Directions for this task: What is wanted is the line holding "of the residential" and every later line through the end of the entries, set down exactly.

*** Information shown ***

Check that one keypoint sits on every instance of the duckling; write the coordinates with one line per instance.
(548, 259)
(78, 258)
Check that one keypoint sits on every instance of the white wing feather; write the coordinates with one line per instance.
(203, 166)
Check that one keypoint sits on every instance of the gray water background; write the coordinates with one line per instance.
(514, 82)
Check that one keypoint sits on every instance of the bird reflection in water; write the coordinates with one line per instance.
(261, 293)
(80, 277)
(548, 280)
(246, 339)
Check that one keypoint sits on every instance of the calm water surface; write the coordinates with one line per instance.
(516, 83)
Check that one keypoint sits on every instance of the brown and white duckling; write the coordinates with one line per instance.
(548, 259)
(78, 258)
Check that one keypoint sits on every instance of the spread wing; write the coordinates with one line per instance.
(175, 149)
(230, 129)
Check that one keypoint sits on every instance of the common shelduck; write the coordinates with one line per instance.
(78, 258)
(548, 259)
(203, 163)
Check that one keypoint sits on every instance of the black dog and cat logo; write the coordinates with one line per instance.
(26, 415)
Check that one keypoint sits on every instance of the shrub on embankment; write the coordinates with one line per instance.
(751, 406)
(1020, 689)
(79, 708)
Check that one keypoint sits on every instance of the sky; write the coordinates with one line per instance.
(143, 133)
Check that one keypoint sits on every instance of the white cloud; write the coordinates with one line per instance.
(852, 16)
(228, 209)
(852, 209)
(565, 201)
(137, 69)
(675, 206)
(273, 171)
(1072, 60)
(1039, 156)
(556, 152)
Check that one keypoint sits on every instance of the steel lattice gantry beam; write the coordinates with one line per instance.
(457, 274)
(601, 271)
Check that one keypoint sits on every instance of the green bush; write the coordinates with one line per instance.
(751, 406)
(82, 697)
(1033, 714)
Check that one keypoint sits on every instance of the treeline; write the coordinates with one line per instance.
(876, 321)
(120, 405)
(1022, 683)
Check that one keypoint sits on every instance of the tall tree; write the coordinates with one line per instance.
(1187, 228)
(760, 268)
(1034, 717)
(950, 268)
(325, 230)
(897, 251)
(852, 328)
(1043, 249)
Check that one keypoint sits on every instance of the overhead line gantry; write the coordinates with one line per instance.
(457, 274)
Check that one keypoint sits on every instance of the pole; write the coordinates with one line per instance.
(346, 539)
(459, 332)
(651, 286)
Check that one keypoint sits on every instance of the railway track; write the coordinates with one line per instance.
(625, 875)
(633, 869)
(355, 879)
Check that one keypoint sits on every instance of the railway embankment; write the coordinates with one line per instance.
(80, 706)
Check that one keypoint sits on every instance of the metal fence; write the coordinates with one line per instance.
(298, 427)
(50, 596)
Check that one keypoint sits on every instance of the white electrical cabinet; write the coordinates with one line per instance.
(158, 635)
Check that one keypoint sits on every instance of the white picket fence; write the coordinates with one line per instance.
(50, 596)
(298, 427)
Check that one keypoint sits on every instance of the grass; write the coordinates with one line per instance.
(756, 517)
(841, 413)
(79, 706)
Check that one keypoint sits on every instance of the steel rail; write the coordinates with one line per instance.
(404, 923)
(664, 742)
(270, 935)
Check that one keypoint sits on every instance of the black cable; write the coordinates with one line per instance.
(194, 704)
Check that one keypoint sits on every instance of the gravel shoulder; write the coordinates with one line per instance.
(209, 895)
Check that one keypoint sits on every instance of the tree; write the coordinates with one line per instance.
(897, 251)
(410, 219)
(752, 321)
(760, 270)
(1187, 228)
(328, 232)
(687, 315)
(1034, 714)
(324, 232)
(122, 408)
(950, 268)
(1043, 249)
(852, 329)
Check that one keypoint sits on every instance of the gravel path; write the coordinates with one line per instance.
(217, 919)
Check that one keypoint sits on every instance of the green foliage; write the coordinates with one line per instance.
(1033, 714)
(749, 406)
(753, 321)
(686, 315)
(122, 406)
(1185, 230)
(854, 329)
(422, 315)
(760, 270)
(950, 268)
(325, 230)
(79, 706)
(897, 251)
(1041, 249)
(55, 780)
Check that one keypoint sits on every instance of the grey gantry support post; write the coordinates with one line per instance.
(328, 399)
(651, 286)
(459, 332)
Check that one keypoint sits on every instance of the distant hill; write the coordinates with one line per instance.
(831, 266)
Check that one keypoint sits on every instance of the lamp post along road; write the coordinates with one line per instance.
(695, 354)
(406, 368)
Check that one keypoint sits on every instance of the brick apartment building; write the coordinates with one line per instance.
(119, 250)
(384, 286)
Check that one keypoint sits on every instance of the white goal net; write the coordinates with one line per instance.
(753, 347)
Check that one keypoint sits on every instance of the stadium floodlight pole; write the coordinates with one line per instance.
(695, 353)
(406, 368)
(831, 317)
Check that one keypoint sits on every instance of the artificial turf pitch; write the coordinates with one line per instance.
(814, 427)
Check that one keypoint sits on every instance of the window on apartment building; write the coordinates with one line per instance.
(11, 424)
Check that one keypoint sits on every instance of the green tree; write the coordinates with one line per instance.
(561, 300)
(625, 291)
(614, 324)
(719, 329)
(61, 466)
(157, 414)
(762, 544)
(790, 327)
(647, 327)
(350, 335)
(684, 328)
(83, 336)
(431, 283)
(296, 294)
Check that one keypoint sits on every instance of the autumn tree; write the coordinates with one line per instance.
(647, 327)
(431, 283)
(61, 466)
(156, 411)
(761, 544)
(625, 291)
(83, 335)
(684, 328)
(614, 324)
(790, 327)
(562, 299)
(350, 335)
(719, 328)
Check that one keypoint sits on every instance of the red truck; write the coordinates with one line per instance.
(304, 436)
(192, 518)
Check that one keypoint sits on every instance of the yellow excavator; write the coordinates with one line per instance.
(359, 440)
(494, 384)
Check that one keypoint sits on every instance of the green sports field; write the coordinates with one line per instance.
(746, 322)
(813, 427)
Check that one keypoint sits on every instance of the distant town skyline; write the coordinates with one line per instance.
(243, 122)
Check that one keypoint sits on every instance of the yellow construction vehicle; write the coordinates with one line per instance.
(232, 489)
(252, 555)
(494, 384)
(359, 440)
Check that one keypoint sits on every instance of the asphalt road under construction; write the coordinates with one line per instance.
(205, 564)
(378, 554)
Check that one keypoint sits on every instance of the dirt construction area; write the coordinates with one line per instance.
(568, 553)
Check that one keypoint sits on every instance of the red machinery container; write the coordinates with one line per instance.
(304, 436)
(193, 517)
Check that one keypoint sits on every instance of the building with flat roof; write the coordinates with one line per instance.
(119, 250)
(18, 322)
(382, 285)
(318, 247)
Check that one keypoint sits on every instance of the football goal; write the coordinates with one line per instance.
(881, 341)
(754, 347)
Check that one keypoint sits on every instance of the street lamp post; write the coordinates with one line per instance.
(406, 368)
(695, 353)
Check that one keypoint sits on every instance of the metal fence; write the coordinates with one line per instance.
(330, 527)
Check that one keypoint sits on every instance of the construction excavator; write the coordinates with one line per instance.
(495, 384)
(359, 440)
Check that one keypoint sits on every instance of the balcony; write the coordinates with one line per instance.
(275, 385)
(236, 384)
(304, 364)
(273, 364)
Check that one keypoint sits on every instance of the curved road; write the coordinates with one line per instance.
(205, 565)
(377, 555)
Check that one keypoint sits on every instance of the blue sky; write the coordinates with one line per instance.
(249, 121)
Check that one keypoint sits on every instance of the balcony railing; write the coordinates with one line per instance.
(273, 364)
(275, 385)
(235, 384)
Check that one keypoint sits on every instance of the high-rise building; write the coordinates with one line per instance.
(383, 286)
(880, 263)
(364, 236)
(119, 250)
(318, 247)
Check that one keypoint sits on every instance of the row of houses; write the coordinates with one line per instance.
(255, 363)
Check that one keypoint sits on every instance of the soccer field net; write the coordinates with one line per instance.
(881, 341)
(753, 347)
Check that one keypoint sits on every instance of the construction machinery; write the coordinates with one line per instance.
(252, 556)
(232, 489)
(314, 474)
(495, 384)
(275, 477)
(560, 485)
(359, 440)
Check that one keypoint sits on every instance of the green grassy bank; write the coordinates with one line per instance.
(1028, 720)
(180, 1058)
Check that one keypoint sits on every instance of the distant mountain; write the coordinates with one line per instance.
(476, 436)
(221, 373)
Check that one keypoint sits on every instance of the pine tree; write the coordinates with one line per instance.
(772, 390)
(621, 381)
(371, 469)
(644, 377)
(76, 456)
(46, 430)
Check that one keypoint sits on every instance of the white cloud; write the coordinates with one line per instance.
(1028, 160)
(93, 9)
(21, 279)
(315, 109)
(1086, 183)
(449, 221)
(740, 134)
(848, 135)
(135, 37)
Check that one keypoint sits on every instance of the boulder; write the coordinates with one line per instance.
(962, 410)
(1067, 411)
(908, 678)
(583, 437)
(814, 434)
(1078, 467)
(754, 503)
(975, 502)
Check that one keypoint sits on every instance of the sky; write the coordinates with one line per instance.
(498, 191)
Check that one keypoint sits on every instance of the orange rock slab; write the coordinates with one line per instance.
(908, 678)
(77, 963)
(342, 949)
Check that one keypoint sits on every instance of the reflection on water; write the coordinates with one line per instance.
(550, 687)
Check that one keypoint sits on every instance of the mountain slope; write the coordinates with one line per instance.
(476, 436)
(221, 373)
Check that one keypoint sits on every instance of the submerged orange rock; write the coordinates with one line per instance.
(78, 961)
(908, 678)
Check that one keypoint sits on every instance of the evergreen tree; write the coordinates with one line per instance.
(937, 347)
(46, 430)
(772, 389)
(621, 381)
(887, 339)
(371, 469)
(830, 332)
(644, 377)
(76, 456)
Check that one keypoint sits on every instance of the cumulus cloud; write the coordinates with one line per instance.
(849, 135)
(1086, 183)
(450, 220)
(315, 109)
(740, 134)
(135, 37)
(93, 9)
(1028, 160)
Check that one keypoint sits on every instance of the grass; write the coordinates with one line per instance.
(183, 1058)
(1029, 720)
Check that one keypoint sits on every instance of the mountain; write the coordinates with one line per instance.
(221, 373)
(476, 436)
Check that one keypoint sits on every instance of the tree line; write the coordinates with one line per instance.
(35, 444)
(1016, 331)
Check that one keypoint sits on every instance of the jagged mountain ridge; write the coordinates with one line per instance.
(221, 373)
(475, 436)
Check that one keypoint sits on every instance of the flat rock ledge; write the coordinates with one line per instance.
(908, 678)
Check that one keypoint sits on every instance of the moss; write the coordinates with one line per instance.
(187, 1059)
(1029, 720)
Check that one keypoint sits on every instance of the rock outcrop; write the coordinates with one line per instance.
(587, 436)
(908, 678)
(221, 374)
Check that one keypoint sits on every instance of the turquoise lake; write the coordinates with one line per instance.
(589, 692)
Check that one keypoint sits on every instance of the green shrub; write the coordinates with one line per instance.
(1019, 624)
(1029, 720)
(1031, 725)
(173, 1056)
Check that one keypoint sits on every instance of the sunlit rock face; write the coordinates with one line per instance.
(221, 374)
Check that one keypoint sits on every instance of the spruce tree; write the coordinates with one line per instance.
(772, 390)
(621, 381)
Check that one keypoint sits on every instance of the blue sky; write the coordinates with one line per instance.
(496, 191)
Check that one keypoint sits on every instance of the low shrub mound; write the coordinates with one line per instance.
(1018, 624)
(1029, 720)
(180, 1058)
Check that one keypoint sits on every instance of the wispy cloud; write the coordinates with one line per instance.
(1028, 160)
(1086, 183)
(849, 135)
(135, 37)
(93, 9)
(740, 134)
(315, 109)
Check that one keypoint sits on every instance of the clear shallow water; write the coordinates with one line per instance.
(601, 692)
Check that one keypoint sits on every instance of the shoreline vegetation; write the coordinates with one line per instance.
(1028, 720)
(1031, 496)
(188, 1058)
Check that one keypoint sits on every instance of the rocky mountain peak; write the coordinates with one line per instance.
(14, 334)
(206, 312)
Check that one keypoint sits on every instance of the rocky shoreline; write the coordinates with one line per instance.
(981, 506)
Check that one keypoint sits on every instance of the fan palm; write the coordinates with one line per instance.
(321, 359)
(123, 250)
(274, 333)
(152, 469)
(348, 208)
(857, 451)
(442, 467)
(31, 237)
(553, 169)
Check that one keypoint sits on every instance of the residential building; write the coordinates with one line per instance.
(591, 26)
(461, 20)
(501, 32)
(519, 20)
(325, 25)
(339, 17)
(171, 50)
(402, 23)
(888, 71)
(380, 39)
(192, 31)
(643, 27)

*** End of Information shown ***

Exercise result:
Check that one keypoint sits on every instance of the residential building; write the coordinates with one line per instance.
(591, 26)
(461, 20)
(501, 32)
(519, 20)
(325, 25)
(339, 17)
(171, 50)
(402, 23)
(888, 71)
(380, 39)
(192, 31)
(643, 27)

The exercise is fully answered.